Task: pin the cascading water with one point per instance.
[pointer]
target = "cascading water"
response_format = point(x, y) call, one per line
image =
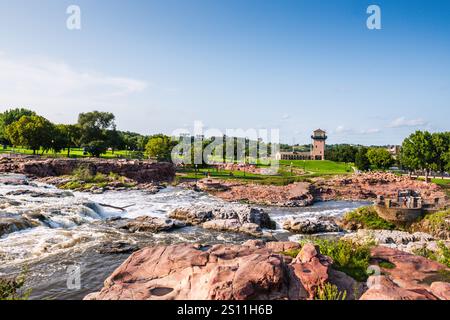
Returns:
point(49, 230)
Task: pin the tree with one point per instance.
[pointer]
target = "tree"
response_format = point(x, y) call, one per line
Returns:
point(441, 145)
point(94, 125)
point(361, 160)
point(380, 158)
point(341, 153)
point(33, 131)
point(418, 152)
point(10, 116)
point(96, 148)
point(66, 136)
point(160, 147)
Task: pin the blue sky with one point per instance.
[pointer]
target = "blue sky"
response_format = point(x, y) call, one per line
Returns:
point(294, 65)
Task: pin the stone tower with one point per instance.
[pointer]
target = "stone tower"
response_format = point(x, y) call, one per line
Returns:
point(318, 144)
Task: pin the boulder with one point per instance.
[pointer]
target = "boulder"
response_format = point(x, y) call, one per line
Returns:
point(383, 288)
point(139, 171)
point(441, 290)
point(222, 272)
point(409, 272)
point(150, 224)
point(225, 217)
point(310, 225)
point(10, 223)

- [DIRECTIONS]: Find the lines above with the word "cascading". Copy them out.

- [RESPONSE BELOW]:
Task: pin the cascading water with one point per instance.
target = "cascading water"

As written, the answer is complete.